-- GIVEN DATA start --

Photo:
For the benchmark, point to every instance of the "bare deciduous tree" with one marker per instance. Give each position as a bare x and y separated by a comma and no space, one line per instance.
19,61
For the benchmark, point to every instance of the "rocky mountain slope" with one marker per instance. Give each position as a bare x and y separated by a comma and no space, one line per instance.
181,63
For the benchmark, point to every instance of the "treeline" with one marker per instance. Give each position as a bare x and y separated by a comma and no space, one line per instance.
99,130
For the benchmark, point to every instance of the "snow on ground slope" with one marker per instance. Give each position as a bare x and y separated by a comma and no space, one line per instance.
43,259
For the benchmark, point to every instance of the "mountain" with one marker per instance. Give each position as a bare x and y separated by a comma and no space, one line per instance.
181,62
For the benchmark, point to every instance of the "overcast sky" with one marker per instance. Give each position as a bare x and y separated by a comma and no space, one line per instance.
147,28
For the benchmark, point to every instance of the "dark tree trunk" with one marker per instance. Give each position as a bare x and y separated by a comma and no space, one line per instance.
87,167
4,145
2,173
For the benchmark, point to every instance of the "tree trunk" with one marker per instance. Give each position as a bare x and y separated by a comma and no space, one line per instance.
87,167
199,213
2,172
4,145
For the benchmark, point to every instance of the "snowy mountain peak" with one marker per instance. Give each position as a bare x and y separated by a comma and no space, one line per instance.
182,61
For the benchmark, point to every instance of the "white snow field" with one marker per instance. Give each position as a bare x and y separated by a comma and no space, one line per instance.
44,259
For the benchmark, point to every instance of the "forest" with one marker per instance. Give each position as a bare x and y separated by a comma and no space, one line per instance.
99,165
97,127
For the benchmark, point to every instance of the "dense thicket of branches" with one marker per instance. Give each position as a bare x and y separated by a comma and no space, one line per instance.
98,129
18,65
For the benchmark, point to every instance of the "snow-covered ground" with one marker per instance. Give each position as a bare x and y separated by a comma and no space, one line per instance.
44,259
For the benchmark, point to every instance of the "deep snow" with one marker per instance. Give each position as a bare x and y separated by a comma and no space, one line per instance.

-- GIVEN DATA end --

WHAT TO PRODUCE: Each line of the listing above should be output exactly.

SOLUTION TO THE PROBLEM:
Photo:
For the benchmark, point to every instance of the "bare deciduous tree" with one marker per instance. Give each position as a bare x and y separated by a comma and no space, one line per instance.
19,61
For the benchmark, point to every instance of the "rocky mountain slope" with one marker per instance. Give each position as a bare x and y separated by a comma and no space, one line per instance.
181,63
For the benchmark, point to every instance of the "treeline" with one marker per instance. Give each position as a bare x and y separated by a comma and no space, one line per instance.
99,130
For the benchmark, point to every instance of the "snow on ground slope" with one marker per instance. Give each position as a bare x and y separated by a comma and no space, one line per instance.
43,259
For the benchmark, point to every instance of the "mountain" with one marker per instance. Give each position as a bare x and y separated by a comma and no space, one line per instance.
181,62
For the benchmark, point to every instance of the "overcast sky" with one marker per instance. Give each position as a bare x and y separated by a comma and no space, one line per instance.
147,28
For the benchmark, point to every instance of the "dark tree trunk" with one marker per instance. Give each position as a bare x and y separated by a comma and no space, one line per instance.
87,167
4,145
2,173
For the benchmark, point to every instance of the "tree trunk" with one marker per instance. Give each position as a bare x and y separated by a comma and no space, one line per instance.
87,167
199,213
2,172
4,145
For the benchmark, point to every instance of the "snowy mountain peak" with one marker per instance. Give each position as a bare x and y separated by a comma and no space, one line per instance.
182,61
For the benchmark, point to every instance of the "white snow field" with one marker per instance. Give each position as a bare x and y separated by a comma and no space, one line per instance.
44,259
For the benchmark, point to every instance of the "forest" with one marker per instance. Give each position as a bare x and y separated by a comma and no space, one line per instance.
99,165
97,127
For the benchmark, point to every instance of the "dense thicket of branches" with one marker per instance. Give each position as a bare x and y separated by a comma and no space, one line per instance.
98,129
18,65
For the benchmark, point to every instance of the "snow-covered ground" with one marker per instance. Give each position as a bare x and y separated by a comma and no space, one line per instance.
44,259
For the benchmark, point to every instance of the "deep snow" with one marker per instance. Give each position as a bare x and y separated by a comma and no space, one line per instance.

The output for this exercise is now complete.